In the records below, change every "provide" to "give" and leave everything else unchanged.

▸ **DATASET EXTRACT**
● ● ● ● ● ● ●

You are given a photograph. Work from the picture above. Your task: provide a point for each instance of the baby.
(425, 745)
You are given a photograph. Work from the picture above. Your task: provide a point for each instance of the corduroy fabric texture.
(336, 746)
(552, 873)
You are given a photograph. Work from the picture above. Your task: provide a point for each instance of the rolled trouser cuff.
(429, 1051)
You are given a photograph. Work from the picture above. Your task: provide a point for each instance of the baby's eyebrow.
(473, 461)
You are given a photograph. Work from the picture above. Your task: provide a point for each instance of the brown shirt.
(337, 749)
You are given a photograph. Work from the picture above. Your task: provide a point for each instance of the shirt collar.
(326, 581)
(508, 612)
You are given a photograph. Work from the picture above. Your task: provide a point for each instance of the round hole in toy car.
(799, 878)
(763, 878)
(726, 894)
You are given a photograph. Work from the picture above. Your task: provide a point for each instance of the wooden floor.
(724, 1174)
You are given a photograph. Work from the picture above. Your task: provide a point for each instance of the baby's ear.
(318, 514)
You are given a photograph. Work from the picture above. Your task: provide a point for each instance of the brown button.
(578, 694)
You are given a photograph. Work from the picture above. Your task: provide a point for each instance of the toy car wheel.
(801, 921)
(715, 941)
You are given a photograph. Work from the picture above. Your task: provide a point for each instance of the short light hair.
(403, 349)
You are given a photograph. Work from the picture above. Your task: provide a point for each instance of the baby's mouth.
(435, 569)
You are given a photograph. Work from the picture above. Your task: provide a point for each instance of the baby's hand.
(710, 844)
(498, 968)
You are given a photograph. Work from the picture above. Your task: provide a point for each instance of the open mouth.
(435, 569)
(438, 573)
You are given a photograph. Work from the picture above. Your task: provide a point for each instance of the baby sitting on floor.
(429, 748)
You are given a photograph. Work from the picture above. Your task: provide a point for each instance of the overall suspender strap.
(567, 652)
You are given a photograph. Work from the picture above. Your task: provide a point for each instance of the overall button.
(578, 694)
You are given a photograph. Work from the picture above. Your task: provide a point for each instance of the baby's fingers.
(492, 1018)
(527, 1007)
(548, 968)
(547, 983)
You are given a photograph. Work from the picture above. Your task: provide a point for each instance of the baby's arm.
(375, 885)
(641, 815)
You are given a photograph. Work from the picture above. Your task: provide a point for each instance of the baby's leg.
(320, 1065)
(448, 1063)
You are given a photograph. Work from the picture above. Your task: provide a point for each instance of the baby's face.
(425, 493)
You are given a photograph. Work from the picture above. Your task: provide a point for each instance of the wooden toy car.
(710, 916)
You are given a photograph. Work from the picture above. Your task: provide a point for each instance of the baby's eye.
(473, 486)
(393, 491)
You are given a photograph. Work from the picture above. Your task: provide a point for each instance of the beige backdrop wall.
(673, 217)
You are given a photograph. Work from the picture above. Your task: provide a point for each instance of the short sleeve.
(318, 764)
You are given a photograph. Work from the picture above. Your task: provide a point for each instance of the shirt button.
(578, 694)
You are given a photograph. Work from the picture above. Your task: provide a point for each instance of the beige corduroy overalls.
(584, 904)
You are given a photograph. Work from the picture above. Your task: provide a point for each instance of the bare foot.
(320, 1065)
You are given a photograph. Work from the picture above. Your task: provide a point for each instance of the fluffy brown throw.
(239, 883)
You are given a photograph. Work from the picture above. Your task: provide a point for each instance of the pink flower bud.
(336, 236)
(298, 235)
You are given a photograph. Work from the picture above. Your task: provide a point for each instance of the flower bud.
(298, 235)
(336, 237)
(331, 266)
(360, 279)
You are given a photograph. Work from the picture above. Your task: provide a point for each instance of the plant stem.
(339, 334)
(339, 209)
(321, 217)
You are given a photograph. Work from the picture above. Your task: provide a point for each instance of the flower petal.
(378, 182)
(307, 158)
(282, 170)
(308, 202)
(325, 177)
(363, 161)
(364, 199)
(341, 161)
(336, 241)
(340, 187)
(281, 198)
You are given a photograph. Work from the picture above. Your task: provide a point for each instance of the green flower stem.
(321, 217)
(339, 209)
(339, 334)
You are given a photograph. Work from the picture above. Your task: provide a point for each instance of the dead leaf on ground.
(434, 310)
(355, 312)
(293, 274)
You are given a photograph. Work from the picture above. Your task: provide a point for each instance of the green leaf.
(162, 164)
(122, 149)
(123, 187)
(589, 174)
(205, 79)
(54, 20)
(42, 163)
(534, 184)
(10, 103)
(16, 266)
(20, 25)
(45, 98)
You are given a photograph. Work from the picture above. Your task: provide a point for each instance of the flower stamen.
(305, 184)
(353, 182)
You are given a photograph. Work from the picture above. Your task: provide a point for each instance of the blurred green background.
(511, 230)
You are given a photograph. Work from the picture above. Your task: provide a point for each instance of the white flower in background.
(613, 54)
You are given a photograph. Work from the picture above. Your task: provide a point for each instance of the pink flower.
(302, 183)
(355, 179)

● ● ● ● ● ● ●

▸ **SOLUTION BELOW**
You are given a photograph. Work from the picture above. Your task: give a point for each instance of the baby.
(425, 745)
You are given a photograph. Work from the picture above. Your task: give a point for each instance of the corduroy fabric texture.
(336, 746)
(552, 873)
You are given a photograph. Work from the picture above. Your task: give a point for each instance of the rolled trouser cuff.
(429, 1051)
You are given a photograph. Work from the picture above. Your task: give a point for each instance of the baby's eyebrow.
(473, 461)
You are given a photograph. Work from the picture above. Your task: give a point for each instance of the brown shirt.
(337, 749)
You are given a photograph. Work from the picture above. Your task: give a point for each instance of the shirt collar.
(326, 581)
(508, 612)
You are given a photograph. Work from the picture above. Your task: give a point for each instance of the round hole in toy car.
(799, 878)
(763, 878)
(726, 894)
You are given a photograph. Work from the picture above. Your task: give a point for each instance of the wooden floor.
(724, 1174)
You are given a photograph. Work from the picture above. Your task: give a point for each instance of the baby's ear.
(318, 514)
You are given a photograph. Work from the picture above. Your task: give a point for each instance of the brown button.
(578, 694)
You are given a photograph. Work from the picture above. Your task: give a point for each instance of the toy car wheel.
(801, 921)
(715, 941)
You are given a photograph. Work from the picture above. Your task: give a point for each instance of the short light hair.
(403, 349)
You are given a photograph. Work from the picture above. Your task: give a point for each instance of the baby's mouth.
(435, 569)
You are given a photograph. Work from the picture above. Your task: give a point for each instance of the baby's hand.
(710, 844)
(498, 968)
You are given a photograph. Work from the picture above. Your task: give a point for each instance of the open mouth.
(435, 569)
(438, 573)
You are given a photograph. Work from the picture above. Your task: give a point for each instance of the baby sitting on floor.
(429, 748)
You are given a photograph. Work from the picture above. Your task: give a point for each instance of the overall suspender strap.
(567, 652)
You are given a photograph. Work from the picture above. Your task: give a point for each instance of the overall button.
(578, 694)
You are given a photograph. Work from the picture above. Your task: give a point for each instance of the baby's fingers.
(492, 1018)
(527, 1007)
(548, 968)
(547, 983)
You are given a photograph. Work from the picture above. Your task: give a point for each instance of the baby's arm.
(375, 885)
(641, 815)
You are given a photograph. Work from the picture above. Your task: give a point for each instance of the baby's leg.
(320, 1065)
(448, 1063)
You are given a photograph. Work from the picture above. Your task: give a point for each instance of the baby's face.
(425, 493)
You are given a photograph. Work from the picture above. Your task: give a point for each instance of the wooden toy car.
(710, 916)
You are given a photograph. Work from the picture above. Your task: give a point for each instance of the baby's eye.
(473, 486)
(393, 491)
You are given a photograph. Work from the picture above. Your task: give a point for each instance of the beige backdrop wall.
(673, 217)
You are given a photograph. Work from the picture above. Your task: give a point for each instance of the short sleeve.
(318, 764)
You are given a photograph. Work from the picture above. Your task: give a point for each instance of the shirt button.
(578, 694)
You are given a photograph. Work from the picture above. Your task: give a point for each instance of the beige corduroy overalls.
(584, 904)
You are given a photograph. Work from the picture above. Your task: give a point for each instance of the bare foot.
(320, 1065)
You are given a photograph. Work from the picture above. Your task: give a point for each instance of the fluffy brown throw.
(239, 883)
You are given a photograph. Work from the picture above. Your task: give a point for each instance of the pink flower bud.
(336, 236)
(298, 235)
You are given a photograph. Work from the picture above. Your task: give a point for each instance of the flower bud.
(298, 235)
(336, 237)
(331, 266)
(360, 279)
You are given a photograph. Work from the picture above. Your task: give a point for each instance of the plant stem.
(339, 334)
(339, 209)
(321, 217)
You are given a photograph. Work from the picture above. Your task: give a point for each instance of the flower petal.
(378, 182)
(307, 158)
(282, 170)
(308, 202)
(325, 177)
(363, 161)
(364, 199)
(341, 161)
(336, 241)
(340, 187)
(281, 198)
You are given a photograph. Work from the picture above. Your task: give a point for each instance of the green flower stem.
(321, 217)
(339, 209)
(339, 334)
You are given a photograph. Work from the picture above. Your task: give a point for each instance of the dead leaf on ground.
(434, 310)
(355, 312)
(293, 274)
You are given a photograph. Work from the picture above. Your task: give a point for each instance of the green leaf.
(162, 164)
(122, 149)
(123, 187)
(589, 174)
(205, 79)
(54, 20)
(42, 163)
(534, 184)
(10, 103)
(16, 266)
(20, 25)
(45, 98)
You are given a photograph. Work from the picture above. Your task: give a point for each instance of the flower stamen.
(305, 184)
(353, 182)
You are given a photograph. Work from the picture above. Your task: give a point for each instance of the blurred green background.
(511, 230)
You are given a photograph. Work from the picture above. Your task: give a point for each instance of the white flower in background.
(613, 54)
You are given a photograph. Work from the picture above. Your task: give a point for each instance of the pink flower.
(302, 183)
(355, 179)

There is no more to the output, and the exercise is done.